:: Source passage ::

────

Association Rule Mining Including Apriori Algorithm

Published in

Analytics Vidhya

5 min readJan 2, 2022

Supermarkets have large number of customers checking into the shops and as Shop Owners they need to decide what products could be at which shelve and etc . So next week the shop decides to put up the new release of Iphone but they need to decide what goes with it how we are going to attract the customers etc.. So in order to answer these questions the company does Data Mining and tries to find association between items.

Itemset

Itemset is a set of two or more similar items that are bought together by the customers .

E.g Bread and Butter , Paper and Pen , Laptop and Charger etc

If we take this bread and butter as item that are bought by the customers frequently . The shop decides to introduce eggs in the offer then the customers are likely to buy eggs too. So these are Association between items

Association Rule

Association rules are of if→then format. So if users buys A then he buys B. This is called as Single Cardinality.

Cardinality is the no of items in the particular set. So if there is a set say A={1,2,3} then it’s cardinality is 3.

⇒ represents that in the same transaction people would buy A and B together .

A is called as the antecedent and B is the consequent .

So these associations can be increased such as Bread,Butter,Eggs and Pen,Paper,Pencil etc . When it increases the cardinality becomes multiple

Measure of Association Rules

These rules are measured using the following

Support
Confidence
Lift

Support

It is the frequency of item that the user bought and the combination of the frequency of items that the user purchased on the same transaction

The use of support is to filter the less frequent items bought and eliminate them.

Support = freq(A)/N

Support = freq(A,B)/N where N is the no of transactions and freq is the no of transaction in which A appears or A and B appears.

Confidence

It denotes how often A and B occur together given the number of times A occur one after the other .

────

:: Dataset entries ::
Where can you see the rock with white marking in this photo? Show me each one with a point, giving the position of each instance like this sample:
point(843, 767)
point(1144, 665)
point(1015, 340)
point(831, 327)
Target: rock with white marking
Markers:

────

:: Problems to work on ::
**A)** Can you rewrite the records with every "rock with white marking" changed to "boulder with white marking" and nothing else altered?
**B)** Can you carry the association rule article on from its last sentence?
The association rule article and the records are separate, unrelated material.

:: Results in order ::
**A)**
Where can you see the boulder with white marking in this photo? Show me each one with a point, giving the position of each instance like this sample:
point(843, 767)
point(1144, 665)
point(1015, 340)
point(831, 327)
Target: boulder with white marking
Markers:

**B)**
The use of confidence is to find when the user buys A,B but not C frequently then we can eliminate the association rule

Confidence=freq(A,B)/freq(A)

Although we frame these rules say for transactions we get 5000 rules then for each and every item it is impossible to compute the rules . So we introduce one more measure i.e Lift.

Lift

It denotes the strength of any rule.

The use of lift is we can determine the occurrence of randomness rather than the association and eliminate the rule.

Lift=Support/Support(A)*Support(B)

Although we find the strength and the associations of rules the companies requirements differ every time. So the company fixes Minimum Support and Confidence . So beyond the particular threshold value only the association rules are selected.

Example for Support , Confidence and Lift

There are five items named A,B,C,D,E and there are 5 transactions given along with the rules. Calculating the support , confidence and lift the table would be as follows.

Frequent Itemset

Frequent itemsets are those items whose support is greater than the threshold value or user-specified minimum support. It means if A & B are the frequent itemsets together, then individually A and B should also be the frequent itemset.

Suppose there are the two transactions: A= {1,2,3,4,5}, and B= {2,3,7}, in these two transactions, 2 and 3 are the frequent itemsets

Apriori Algorithm

It is used for efficiency of level-wise generation of frequent itemset thus reducing the search space

Rule : All Non Empty Subsets of aa frequent itemset must also be frequent.

There are 2 steps in apriori

Join — (K+1) itemset from K
Prune — count<minimum support values

Association Rule Mining

There are 2 steps.

Find all frequent itemsets using Apriori Algorithm or FD-Growth
Association Rules from Frequent Item Sets ( Minimum Support and Confidence threshold)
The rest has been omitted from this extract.